TASK DESCRIPTION: Wherever the word "instance" shows up in the data, report the line it sits in.
Top of DATA SECTION
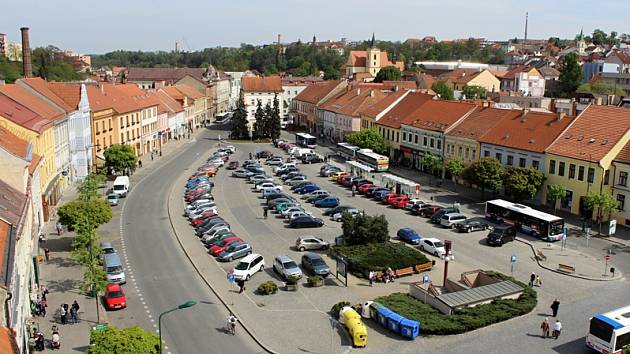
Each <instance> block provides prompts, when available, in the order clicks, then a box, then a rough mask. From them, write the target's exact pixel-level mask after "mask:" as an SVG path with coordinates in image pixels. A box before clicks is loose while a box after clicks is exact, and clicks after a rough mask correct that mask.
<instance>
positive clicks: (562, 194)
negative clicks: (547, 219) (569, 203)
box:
Bottom of DATA SECTION
TASK RESULT:
Each <instance> block provides prompts, when available, in the order clicks, then a box, then a rough mask. From them, write the target's exact pixel-level mask after "mask:" as an SVG path with coordinates in image pixels. A box before clicks is loose while a box after clicks is exact, and clicks after a rough mask correct that mask.
<instance>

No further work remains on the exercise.